> _Dataset extract_
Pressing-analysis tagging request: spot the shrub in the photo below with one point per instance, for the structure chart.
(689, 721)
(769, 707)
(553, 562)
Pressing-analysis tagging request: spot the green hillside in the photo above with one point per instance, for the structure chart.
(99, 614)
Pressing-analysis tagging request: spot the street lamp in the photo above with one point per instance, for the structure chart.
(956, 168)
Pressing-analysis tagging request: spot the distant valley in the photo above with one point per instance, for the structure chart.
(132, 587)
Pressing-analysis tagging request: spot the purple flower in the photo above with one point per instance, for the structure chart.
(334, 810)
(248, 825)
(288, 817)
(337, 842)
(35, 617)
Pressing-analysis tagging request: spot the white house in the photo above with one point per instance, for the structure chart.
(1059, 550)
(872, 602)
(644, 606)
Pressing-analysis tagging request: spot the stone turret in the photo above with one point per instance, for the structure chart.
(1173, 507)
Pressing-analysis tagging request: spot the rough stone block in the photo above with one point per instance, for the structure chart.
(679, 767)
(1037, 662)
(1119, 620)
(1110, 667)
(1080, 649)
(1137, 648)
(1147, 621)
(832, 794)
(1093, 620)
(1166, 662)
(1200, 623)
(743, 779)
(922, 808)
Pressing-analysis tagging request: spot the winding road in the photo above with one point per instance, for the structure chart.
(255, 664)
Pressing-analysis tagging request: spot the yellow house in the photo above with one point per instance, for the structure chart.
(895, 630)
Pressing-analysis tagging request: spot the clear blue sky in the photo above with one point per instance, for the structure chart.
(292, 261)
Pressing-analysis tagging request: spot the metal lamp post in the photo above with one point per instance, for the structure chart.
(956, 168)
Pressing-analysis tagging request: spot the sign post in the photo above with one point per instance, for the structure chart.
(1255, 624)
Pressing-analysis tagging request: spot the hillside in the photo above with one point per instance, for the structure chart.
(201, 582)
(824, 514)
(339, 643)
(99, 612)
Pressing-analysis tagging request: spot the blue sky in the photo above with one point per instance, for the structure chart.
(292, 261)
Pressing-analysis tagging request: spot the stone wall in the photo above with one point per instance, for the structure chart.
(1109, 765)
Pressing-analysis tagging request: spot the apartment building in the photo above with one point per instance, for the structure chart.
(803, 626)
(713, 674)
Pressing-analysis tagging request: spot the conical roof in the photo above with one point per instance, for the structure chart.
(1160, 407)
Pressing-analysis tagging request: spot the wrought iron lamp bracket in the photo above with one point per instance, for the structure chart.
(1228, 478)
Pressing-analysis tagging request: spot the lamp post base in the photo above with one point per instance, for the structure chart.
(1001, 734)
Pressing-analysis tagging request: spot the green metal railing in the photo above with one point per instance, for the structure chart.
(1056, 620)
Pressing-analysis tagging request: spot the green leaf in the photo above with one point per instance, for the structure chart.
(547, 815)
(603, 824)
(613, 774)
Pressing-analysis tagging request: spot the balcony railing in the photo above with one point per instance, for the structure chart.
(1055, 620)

> _The task_
Please write out the entries exactly, keeping every line intact.

> _Solution below_
Pressing-analysis tagging request: spot the shrub in the photo below with one point per instance, for the structure chart.
(689, 721)
(769, 707)
(553, 562)
Pressing-analysis tagging request: spot the green hillside in the photo above with one point per instance, for the structure chart.
(99, 614)
Pressing-analysis tagging request: spot the street lamp in the photo above with one point per instance, for the structure chart.
(956, 168)
Pressing-analysis tagging request: spot the distant valley in the photo above with one point per instance, for the structure chart.
(132, 587)
Pressing-analysis tagging request: spot the purple flower in the photo above with one point per instance, for the structure chart.
(334, 810)
(248, 825)
(288, 817)
(337, 842)
(35, 617)
Pressing-analysis tagging request: spot the white house in the photo above with one point per instance, for the structure chart.
(1059, 550)
(872, 602)
(644, 606)
Pressing-analysis tagging request: spot the stone turret in the photo above with one point per instance, for the structure chart.
(1173, 507)
Pressing-analysis tagging request: spot the rough stone block in the photo above with one point per instance, for the structure chart.
(679, 767)
(1037, 662)
(1119, 620)
(1110, 667)
(1080, 649)
(1137, 648)
(1147, 621)
(832, 794)
(1093, 620)
(1166, 662)
(1200, 623)
(743, 779)
(922, 808)
Pressing-analysis tagging request: spot the winding road in the photo above with one point per instance, for the structure chart.
(255, 664)
Pressing-analysis tagging request: spot the yellow house in the photo above with one point per instance, for the structure chart.
(895, 630)
Pressing-analysis tagging request: spot the clear blue sky in the photo above with one point per instance, for the structure chart.
(292, 261)
Pressing-analysis tagging request: spot the metal lamp post in the photo above with one point per instance, for the structure chart.
(956, 168)
Pressing-analysis tagging request: spot the sign post in the photo above with one point per instance, for the structure chart.
(1255, 624)
Pressing-analysis tagging request: spot the hillside in the photo above with one point per instance, for the structure chart.
(201, 582)
(824, 514)
(339, 643)
(99, 612)
Pressing-analysis tagging request: spot the blue sky in the photo above with one point per instance, for the structure chart.
(292, 261)
Pressing-analysis tagging request: spot the stone wall in the photo above with one point per instance, for the structure chart.
(1109, 765)
Pressing-analysis tagging request: spot the apartment building in the photo above with one point per instance, for the structure chart.
(803, 626)
(713, 674)
Pressing-analysis tagging request: spot the conical roof in the photo above with one point per instance, for the structure chart.
(1160, 407)
Pressing-analysis tagging request: spot the wrought iron lamp bracket in the photo above with one point per instance, for the structure chart.
(1228, 478)
Pressing-analysis tagging request: spot the lamp post base in the photo above with one point per instance, for the structure chart.
(1001, 734)
Pressing-analysis tagging request: spot the green metal railing in the photo above with one point per instance, for the structure chart.
(1056, 620)
Pressing-analysis tagging request: spot the green leaf in the photo above with one point per instance, for the structure chart.
(547, 815)
(603, 824)
(613, 774)
Pressing-analysis tagging request: spot the balcony railing in the photo above with one point per instance, for the structure chart.
(1055, 620)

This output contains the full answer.